Ангельское пение и гармоническое звучание космоса также уходят за пределы реальности. И дело здесь не в том, что эти явления вдруг перестают существовать, что их перестают считать реально существующими или в них перестают верить, но в том, что существование ангельского пения и гармонического звучания космоса делается несовместимым с методами мышления, основанными на прямолинейном движении сознания. Реальное приобщение сознания к ангельскому пению и гармоническому звучанию космоса может осуществляться только через уподобление и воспроизведение. А уподобление и воспроизведение возможно только в условиях кругообразного движения, порождающего состояние пребывания всего во всем. При прямолинейном движении уподобление и воспроизведение изначально невозможны, ибо суть прямолинейного Движения заключается в постоянном произведении различий. Если постоянное произведение различий становится единственным гарантом и залогом реальности, то уподобление и воспроизведение превращаются не просто в некие досадные недостатки вроде резонерства, тавтологии или плагиата, но в недостатки фундаментальные, т. е. в такие недостатки, которые свидетельствуют о «нехватке реальности», о неукорененности в Бытии.
Реальность прямой линии — это реальность раздельного существования человека, мира и Бога. Теперь человек, мир и Бог занимают свои отрезки на прямой линии. И эти отрезки не могут ни накладываться друг на друга, ни пересекаться друг с другом. Ибо как наложение отрезков, так и их пересечение означает разрушение реального существования линии. То, что человек перестает пребывать в мире и Боге и начинает существовать «наряду» с ними, сам по себе, приводит к перемене статуса музыки, ибо как небесное пение ангелов, так и космическое звучание остаются за пределами того отрезка линии, который принадлежит человеку, в результате чего само наличие музыки в мире начинает зависеть только от человека. Если ранее музыка была тем, что существует вне человека и помимо человека, то теперь музыка становится тем, что существует только в человеке и только через его усилия. Человек не может воспроизводить того, в чем он не пребывает, но человек может производить представления о том, с чем он соприкасается. Отныне музыка перестает быть воспроизведением неких божественных или космических моделей и становится производством представлений, при помощи которых человек упорядочивает свои взаимоотношения с миром и Богом. Именно здесь полагается конец всем двусмысленностям и неопределенностям, связанным с понятиями произведения и автора, свойственными музыке res facta, и именно с этого момента мы можем говорить о произведении и об авторе как о совершенно определенных однозначных понятиях.

= = = = =

Что нужно сделать:
• 1. Согласно фрагменту о статусе музыки, каким путём только и может осуществляться реальное приобщение сознания к ангельскому пению и гармоническому звучанию космоса?
• 2. Определите, соответствуют ли фрагменту о статусе музыки следующие утверждения. Для каждого ответьте «да» или «нет» и приведите дословную цитату, на которой основан ответ.
(a) При прямолинейном движении уподобление и воспроизведение изначально невозможны.
(b) Отрезки человека, мира и Бога на прямой линии могут пересекаться друг с другом.
(c) Теперь музыка существует вне человека и помимо человека.
Дальше идёт отдельный материал, с текстом не связанный.

Исходные данные:
= = = = =

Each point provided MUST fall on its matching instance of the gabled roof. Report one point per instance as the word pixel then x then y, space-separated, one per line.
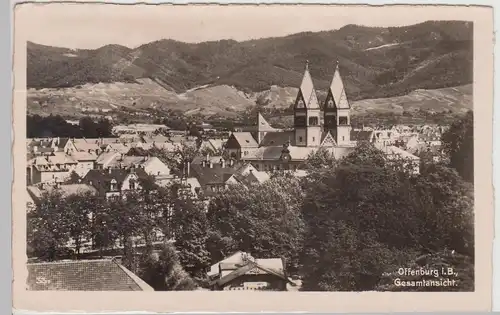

= = = = =

Ответы к заданиям:
• 1. Только через уподобление и воспроизведение.

• 2.
(a) Да: «При прямолинейном движении уподобление и воспроизведение изначально невозможны».
(b) Нет: «И эти отрезки не могут ни накладываться друг на друга, ни пересекаться друг с другом».
(c) Нет: «теперь музыка становится тем, что существует только в человеке и только через его усилия».